TEKS SUMBER:
━━━━
Tindak Penyusup ‘Penumpang Gelap’
PEKANBARU (HR)-Pihak-pihak yang diduga terlibat dalam menyusupkan ‘penumpang gelap’ dalam APBD Riau 2015, harus diberi tindakan tegas. Apalagi, aksi seperti ini disinyalir sudah sering terjadi, namun baru terbongkar baru-baru ini.
Tindakan memasukkan 'penumpang gelap' alias memasukkan mata anggaran ilegal karena dilakukan tanpa sepengetahuan Dewan, dinilai sebagai tindakan melanggar hukum dan bisa dijerat dengan kasus pidana. Karena pihak yang melakukannya, berani memalsukan dokumen negara berupa Peraturan Daerah (Perda) APBD yang sudah disahkan Dewan.
"Mestinya sanksi itu bukan hanya sekedar mencoret mata anggaran yang diduga disusupkan itu, tapi sanksi tegas juga harus diberikan kepada Pemprov Riau selaku pihak yang menyusun anggaran," ujar Koordinator Forum Indonesia untuk Transparansi Anggaran (Fitra) Riau, Usman, Jumat (12/12).
Menurutnya, APBD tersebut merupakan produk hukum. Produk daerah yang telah disahkan DPRD Riau
melalui rapat paripurna antara eksekutif dan legislatif.
"Seharusnya Kemendagri juga harus memberikan sanksi yang tegas setidaknya ada konsekuensi khusus diberikan kepada Tim Anggaran Pemerintah Daerah (TAPD), yang diketuai Sekretaris Daerah (Sekda) Provinsi Riau, Zaini Ismail," tambahnya.
Kemendagri, katanya, memiliki hak prerogratif untuk memberikan sanksi secara tegas agar aksi serupa tidak terulang lagi di kemudian.
━━━━
DAFTAR TUGAS:
1) Menurut berita tentang APBD Riau 2015, siapa Koordinator Forum Indonesia untuk Transparansi Anggaran (Fitra) Riau?
2) Silakan lanjutkan berita tentang APBD Riau 2015, dimulai setelah kalimat terakhirnya.
Entri di bawah ini tidak berkaitan dengan berita tentang APBD Riau 2015.

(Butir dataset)
━━━━
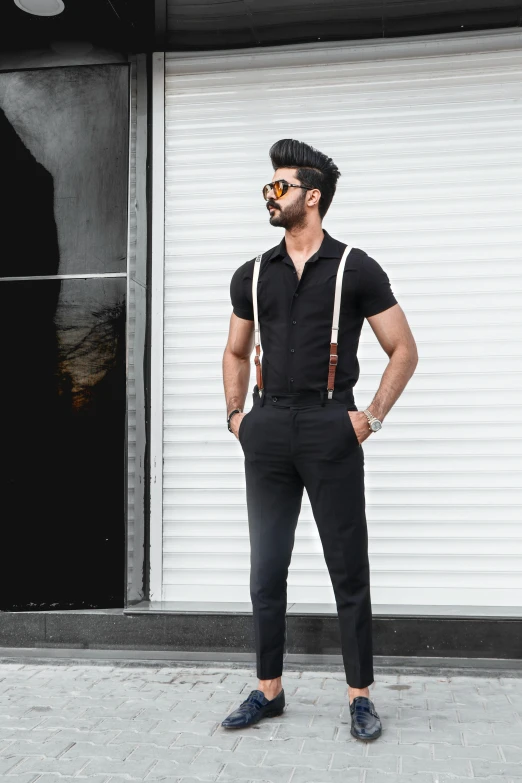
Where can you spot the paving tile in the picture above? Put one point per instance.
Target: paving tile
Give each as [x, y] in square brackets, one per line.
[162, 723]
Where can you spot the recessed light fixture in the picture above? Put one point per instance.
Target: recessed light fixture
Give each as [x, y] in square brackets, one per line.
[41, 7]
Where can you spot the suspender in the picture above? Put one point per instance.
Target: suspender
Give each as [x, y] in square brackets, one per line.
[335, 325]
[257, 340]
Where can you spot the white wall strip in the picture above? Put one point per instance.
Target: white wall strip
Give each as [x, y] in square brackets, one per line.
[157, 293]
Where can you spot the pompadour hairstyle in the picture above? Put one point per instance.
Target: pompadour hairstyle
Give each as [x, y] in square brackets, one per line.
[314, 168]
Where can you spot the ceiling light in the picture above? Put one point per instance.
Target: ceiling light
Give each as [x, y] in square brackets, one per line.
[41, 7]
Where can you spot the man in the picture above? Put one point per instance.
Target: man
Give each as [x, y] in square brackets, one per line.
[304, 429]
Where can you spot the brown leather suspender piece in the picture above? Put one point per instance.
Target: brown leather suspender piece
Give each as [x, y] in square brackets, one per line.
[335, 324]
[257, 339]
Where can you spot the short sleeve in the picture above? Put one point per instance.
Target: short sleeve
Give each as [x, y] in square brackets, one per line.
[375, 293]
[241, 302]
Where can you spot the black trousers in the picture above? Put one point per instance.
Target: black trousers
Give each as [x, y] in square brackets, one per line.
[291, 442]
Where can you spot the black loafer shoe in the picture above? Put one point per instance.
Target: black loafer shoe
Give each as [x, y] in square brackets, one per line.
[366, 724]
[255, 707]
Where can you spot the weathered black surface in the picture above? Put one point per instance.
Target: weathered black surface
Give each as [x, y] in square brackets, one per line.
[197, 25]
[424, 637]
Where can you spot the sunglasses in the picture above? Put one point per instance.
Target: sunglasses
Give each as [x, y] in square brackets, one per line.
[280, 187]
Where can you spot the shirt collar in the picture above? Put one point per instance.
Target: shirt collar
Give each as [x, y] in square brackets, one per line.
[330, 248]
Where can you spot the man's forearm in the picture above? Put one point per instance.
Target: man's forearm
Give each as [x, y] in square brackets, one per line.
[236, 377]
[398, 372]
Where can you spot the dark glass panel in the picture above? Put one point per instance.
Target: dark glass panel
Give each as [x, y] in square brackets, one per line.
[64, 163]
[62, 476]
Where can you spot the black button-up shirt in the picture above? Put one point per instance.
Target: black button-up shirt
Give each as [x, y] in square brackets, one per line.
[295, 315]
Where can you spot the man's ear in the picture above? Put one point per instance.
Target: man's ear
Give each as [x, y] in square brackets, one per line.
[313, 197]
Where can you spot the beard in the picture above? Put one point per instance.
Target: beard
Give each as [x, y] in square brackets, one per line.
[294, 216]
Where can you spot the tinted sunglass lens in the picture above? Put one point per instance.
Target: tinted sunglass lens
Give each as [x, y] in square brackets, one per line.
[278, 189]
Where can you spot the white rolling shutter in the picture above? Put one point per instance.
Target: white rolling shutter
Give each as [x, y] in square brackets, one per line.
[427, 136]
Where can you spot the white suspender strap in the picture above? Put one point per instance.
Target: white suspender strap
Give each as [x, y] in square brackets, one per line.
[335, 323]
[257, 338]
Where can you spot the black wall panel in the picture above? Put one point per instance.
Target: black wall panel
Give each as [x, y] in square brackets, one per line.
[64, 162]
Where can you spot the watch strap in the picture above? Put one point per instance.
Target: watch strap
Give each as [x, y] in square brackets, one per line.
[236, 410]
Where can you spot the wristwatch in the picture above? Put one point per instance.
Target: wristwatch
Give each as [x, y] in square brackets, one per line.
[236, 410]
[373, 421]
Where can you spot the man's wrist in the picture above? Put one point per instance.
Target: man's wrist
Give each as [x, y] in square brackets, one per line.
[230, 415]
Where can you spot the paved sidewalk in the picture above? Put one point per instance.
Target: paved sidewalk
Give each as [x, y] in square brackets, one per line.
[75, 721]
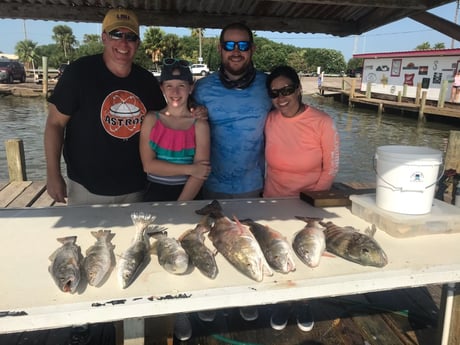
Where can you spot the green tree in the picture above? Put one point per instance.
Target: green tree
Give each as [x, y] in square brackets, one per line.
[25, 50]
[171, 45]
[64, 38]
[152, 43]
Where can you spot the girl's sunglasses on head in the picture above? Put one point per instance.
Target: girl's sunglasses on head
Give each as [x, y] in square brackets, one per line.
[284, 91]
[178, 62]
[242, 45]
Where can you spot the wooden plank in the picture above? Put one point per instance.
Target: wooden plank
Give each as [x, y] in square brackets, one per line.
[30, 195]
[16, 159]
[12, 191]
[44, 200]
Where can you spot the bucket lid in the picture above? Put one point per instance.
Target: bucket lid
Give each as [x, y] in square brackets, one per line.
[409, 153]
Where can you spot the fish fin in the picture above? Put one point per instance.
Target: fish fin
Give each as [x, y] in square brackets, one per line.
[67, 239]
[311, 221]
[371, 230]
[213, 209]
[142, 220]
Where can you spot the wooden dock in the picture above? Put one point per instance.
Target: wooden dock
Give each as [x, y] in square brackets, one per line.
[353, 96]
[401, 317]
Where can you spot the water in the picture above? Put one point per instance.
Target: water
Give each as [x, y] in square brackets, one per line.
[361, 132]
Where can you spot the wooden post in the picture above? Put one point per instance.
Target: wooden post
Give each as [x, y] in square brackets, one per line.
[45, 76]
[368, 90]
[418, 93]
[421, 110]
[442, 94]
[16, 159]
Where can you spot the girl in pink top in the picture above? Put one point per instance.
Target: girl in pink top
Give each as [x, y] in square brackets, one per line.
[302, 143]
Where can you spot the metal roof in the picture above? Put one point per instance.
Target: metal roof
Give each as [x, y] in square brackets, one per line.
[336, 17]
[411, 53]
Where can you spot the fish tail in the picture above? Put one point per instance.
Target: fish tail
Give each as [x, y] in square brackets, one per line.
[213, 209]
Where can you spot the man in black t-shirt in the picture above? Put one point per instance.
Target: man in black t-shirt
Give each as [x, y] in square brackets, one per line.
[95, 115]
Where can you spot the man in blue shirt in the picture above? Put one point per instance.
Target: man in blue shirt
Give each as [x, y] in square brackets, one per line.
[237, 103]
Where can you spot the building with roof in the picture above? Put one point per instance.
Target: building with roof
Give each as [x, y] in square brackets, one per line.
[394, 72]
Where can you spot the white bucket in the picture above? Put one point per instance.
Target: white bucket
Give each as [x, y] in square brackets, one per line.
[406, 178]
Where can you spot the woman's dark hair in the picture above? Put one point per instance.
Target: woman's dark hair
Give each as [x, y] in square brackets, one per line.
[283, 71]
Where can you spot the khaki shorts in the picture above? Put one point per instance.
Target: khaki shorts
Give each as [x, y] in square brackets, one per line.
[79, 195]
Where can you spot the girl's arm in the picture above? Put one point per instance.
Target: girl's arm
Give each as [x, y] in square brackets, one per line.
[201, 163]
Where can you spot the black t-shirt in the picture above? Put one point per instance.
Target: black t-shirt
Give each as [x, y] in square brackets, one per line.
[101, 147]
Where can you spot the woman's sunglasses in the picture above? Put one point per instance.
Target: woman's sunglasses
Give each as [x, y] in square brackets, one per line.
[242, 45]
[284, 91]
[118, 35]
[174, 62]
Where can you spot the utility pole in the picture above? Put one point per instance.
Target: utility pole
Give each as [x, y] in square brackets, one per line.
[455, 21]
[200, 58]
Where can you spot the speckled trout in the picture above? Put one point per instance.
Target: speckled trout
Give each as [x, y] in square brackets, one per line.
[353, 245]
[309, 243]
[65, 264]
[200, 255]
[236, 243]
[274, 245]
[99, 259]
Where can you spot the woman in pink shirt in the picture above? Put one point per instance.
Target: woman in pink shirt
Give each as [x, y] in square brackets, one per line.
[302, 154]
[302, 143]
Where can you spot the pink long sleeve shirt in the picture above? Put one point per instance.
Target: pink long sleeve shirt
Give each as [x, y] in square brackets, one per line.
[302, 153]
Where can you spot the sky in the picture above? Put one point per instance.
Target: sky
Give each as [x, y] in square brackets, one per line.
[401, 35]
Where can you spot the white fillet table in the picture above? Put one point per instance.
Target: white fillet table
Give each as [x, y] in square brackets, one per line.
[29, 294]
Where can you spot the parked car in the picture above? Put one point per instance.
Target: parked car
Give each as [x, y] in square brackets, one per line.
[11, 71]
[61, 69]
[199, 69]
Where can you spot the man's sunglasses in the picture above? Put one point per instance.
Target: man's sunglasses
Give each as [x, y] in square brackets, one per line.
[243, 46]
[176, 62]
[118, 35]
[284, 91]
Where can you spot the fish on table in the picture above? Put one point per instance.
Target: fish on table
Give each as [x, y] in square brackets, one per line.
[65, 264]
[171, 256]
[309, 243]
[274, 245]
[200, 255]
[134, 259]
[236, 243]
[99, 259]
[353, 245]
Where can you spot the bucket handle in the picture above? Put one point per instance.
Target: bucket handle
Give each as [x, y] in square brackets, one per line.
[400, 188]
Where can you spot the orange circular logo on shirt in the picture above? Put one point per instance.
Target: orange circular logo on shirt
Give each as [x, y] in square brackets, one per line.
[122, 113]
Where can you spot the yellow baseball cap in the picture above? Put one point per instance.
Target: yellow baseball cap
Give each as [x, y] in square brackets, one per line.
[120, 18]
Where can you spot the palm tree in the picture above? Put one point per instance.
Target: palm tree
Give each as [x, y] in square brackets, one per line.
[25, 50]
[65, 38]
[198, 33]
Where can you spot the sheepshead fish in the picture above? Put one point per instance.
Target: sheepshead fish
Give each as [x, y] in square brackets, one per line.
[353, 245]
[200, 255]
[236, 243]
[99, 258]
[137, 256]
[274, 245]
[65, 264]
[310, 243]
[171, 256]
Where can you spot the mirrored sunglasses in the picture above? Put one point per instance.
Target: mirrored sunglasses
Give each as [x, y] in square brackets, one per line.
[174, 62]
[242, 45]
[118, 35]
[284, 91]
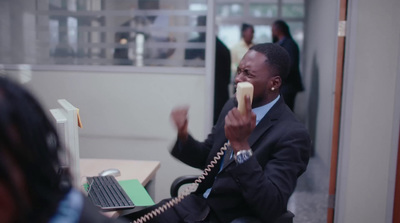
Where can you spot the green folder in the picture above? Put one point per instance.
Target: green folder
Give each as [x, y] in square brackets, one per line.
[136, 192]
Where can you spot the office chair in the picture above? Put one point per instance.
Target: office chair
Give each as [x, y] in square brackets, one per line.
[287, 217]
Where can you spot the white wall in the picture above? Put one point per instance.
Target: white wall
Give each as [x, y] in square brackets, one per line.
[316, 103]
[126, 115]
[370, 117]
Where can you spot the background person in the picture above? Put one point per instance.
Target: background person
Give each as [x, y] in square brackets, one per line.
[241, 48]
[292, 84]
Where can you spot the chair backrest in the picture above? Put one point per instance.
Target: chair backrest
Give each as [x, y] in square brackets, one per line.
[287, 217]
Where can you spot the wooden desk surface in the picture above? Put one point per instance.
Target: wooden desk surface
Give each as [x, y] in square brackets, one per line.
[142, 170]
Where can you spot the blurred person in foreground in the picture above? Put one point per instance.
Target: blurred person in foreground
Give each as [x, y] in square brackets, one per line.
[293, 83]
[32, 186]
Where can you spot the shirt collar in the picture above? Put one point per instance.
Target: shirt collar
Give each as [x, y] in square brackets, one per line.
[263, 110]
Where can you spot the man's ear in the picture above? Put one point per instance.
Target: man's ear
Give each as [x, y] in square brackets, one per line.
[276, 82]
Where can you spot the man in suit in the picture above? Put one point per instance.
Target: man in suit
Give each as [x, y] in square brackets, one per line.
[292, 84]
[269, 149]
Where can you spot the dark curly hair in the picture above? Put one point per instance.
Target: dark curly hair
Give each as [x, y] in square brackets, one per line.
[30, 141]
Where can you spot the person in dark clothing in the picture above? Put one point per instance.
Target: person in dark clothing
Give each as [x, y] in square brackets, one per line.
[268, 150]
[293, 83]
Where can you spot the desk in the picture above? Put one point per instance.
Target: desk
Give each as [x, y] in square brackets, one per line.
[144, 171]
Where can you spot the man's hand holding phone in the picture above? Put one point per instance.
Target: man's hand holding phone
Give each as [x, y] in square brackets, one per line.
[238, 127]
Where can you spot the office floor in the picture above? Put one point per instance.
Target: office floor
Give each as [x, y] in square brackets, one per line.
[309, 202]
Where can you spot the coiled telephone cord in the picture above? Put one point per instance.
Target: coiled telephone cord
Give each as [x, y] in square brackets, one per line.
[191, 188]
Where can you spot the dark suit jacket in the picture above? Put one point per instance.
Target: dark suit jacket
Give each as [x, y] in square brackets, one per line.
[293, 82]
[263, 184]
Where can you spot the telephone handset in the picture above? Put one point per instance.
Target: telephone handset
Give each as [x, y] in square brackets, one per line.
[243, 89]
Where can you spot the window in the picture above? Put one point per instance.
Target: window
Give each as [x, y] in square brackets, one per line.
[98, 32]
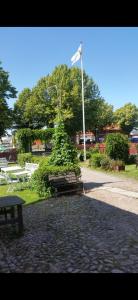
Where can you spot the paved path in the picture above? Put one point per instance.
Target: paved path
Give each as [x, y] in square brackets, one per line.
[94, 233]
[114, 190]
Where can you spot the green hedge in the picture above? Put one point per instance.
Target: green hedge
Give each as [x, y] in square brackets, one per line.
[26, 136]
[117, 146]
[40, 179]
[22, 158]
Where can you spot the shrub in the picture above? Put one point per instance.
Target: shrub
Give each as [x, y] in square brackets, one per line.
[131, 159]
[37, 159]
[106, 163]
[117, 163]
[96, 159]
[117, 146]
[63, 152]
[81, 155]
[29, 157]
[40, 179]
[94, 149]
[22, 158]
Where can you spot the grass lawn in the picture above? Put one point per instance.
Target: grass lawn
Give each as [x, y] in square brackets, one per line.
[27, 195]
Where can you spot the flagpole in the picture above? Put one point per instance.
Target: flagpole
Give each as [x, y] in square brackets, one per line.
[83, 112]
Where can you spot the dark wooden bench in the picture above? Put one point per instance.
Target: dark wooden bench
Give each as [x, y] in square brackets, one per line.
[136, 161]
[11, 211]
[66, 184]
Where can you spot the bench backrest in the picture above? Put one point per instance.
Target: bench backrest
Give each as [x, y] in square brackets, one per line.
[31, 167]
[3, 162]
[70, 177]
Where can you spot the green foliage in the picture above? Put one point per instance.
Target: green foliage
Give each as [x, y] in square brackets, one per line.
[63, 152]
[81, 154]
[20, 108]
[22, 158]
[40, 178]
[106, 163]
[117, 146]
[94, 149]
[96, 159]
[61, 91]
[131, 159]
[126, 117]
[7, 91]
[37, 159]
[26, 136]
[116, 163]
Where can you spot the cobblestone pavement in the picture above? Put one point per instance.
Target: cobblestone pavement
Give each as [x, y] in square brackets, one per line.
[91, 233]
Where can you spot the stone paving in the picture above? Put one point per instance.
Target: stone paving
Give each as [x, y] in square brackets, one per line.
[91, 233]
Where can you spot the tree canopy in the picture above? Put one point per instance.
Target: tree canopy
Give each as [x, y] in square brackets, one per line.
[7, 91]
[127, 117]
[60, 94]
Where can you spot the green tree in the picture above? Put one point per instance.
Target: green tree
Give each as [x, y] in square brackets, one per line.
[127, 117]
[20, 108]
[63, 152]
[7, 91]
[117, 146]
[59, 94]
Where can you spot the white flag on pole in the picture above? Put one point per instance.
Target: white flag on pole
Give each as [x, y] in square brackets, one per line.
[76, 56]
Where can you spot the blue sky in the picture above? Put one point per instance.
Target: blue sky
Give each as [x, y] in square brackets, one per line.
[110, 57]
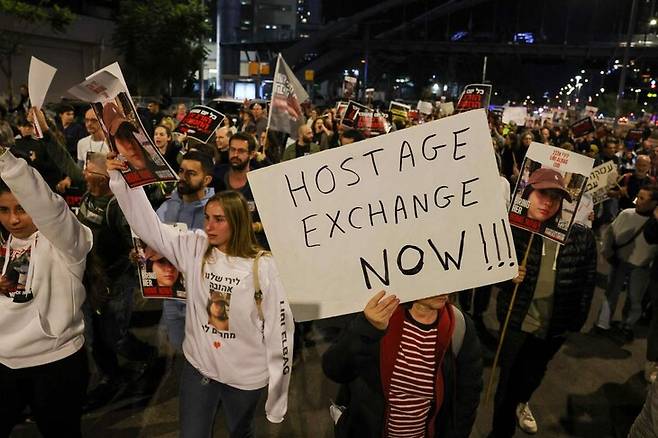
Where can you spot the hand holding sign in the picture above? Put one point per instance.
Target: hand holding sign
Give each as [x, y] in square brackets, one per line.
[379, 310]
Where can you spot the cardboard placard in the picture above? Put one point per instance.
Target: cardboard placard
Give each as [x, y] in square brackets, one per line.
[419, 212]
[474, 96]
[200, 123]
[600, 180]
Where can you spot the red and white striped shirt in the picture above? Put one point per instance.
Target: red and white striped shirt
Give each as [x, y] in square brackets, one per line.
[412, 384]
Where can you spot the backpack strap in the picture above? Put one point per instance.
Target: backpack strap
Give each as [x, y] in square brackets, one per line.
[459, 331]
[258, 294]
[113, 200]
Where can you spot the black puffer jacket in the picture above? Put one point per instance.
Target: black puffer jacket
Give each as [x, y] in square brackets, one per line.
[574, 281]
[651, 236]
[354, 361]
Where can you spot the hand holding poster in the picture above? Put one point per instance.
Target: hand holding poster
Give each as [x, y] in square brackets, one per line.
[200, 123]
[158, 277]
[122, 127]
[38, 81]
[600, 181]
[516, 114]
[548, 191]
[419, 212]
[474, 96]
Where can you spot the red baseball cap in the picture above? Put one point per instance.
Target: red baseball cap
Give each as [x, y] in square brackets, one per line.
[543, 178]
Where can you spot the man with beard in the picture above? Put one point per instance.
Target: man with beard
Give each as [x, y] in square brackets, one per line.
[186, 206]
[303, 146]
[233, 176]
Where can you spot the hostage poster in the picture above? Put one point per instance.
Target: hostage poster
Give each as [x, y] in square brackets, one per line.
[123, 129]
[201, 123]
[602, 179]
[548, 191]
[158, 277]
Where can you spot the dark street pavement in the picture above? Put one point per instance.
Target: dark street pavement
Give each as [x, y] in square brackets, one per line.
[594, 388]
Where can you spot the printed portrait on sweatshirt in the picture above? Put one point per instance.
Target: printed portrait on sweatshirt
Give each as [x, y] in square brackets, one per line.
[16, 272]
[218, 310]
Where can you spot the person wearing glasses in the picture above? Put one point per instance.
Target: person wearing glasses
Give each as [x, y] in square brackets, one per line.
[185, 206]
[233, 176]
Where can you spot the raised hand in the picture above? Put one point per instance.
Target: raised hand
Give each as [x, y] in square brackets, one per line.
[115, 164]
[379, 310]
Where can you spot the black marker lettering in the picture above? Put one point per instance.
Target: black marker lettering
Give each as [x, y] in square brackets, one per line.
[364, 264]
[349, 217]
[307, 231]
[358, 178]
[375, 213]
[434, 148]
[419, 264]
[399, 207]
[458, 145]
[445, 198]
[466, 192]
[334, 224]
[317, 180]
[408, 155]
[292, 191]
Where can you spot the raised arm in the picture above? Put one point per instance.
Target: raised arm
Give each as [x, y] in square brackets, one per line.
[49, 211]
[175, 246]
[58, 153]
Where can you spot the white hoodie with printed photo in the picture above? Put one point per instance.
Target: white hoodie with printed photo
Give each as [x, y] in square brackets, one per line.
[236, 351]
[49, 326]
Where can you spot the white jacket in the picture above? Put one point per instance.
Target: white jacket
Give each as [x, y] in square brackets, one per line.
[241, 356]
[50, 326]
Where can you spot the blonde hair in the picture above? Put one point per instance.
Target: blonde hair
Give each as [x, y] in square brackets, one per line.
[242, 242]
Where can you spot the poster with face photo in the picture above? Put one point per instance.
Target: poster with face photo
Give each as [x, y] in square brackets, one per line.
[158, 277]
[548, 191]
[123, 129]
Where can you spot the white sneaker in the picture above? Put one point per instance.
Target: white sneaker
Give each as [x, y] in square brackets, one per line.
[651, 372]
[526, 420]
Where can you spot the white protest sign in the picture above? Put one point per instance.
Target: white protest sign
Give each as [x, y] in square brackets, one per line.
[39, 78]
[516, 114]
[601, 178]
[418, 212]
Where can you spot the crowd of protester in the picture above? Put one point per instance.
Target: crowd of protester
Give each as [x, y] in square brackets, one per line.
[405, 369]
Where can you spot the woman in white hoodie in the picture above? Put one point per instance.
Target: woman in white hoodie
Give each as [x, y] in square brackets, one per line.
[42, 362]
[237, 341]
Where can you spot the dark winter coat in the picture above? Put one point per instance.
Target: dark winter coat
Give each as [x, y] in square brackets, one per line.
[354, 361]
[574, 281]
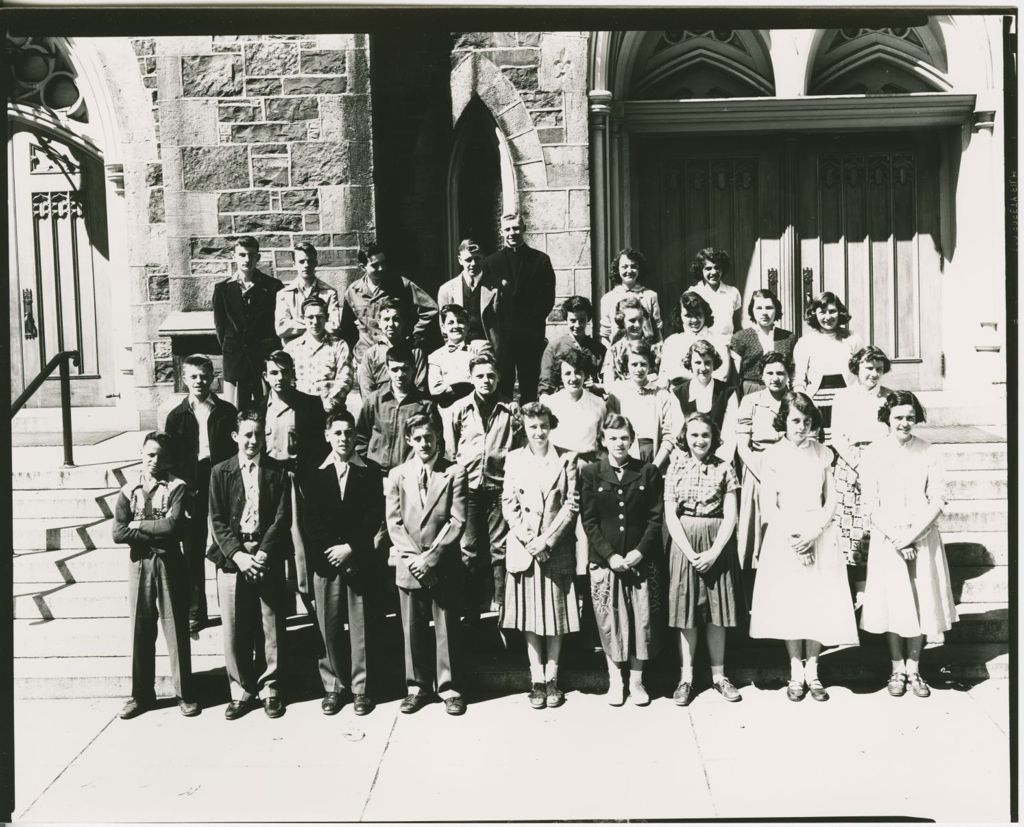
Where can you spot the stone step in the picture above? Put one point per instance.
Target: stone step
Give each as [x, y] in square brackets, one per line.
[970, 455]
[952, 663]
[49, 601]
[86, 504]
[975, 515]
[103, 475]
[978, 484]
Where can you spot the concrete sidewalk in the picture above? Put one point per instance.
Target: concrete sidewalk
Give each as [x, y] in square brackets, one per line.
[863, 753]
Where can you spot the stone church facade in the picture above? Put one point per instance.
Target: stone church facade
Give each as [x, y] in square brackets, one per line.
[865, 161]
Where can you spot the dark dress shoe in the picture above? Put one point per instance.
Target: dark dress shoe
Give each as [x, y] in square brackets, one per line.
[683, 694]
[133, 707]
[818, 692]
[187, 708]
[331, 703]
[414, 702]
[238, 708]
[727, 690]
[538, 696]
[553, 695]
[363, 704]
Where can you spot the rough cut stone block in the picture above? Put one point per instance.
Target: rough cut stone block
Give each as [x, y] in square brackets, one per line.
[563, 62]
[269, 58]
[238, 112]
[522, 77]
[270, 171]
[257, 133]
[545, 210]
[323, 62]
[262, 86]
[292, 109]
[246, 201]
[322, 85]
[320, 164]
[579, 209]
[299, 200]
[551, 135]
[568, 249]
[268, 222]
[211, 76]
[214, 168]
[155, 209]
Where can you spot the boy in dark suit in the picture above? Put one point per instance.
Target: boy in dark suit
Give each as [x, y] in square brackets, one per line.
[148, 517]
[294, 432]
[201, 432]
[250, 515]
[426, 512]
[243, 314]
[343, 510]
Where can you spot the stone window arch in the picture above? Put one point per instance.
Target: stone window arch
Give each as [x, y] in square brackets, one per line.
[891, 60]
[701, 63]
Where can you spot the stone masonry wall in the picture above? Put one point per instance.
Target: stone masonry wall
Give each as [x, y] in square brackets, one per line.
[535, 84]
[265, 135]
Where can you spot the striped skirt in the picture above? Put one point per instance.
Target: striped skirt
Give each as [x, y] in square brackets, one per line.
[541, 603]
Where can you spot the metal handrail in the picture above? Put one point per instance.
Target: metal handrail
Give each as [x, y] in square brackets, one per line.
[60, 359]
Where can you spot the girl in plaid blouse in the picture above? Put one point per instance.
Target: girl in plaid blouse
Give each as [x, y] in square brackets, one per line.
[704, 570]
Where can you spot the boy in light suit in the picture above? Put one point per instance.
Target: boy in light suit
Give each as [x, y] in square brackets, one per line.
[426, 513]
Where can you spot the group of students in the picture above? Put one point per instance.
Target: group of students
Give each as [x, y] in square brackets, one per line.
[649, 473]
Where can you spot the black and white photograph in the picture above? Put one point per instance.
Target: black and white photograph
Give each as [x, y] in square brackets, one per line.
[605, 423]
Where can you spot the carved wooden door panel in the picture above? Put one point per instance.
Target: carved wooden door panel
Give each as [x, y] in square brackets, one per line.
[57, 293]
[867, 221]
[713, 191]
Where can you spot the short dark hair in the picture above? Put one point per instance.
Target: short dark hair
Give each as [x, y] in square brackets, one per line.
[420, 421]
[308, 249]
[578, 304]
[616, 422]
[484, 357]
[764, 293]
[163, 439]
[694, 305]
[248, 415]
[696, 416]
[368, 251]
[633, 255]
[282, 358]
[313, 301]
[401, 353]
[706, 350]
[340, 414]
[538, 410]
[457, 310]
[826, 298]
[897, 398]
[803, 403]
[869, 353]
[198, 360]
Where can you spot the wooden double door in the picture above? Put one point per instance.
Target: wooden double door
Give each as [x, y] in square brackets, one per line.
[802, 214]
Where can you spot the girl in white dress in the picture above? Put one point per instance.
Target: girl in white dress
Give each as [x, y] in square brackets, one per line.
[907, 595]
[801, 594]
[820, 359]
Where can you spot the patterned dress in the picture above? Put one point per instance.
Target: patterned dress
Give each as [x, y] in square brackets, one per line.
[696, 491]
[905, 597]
━━━━
JAWABAN:
1) Usman.

2)
Tak Transparan
Menurutnya, fenomena 'penumpang gelap' itu terjadi karena proses penyusunan APBD yang tidak transparan. Mulai dari perencanaan hingga penerapan. "Kalau Pemprov bersama DPRD Riau melakukan melakukan penganggaran secara transparan dan melibatkan publik dalam konteks perencanaan dan pembahasannya, saya pikir hal-hal seperti ini tidak akan terjadi," terangnya.
Yang cukup mengejutkan, dari pengakuan salah seorang anggota DPRD Riau, fenomena seperti ini sebenarnya sudah sering terjadi. Bahkan anggota Dewan tersebut telah mengajukan keberatan kepada Mendagri melalui Dirjen Keuangan Daerah, tapi tidak pernah ditanggapi.
Seharusnya apabila Mendagri memberikan sanksi yang tegas sesuai dengan konteks hukum dan kesalahan yang dilakukan oleh terduga yang melakukan pelanggaran. Sanksinya harus tegas, baik berupa sanksi pidana maupun sansi disiplin.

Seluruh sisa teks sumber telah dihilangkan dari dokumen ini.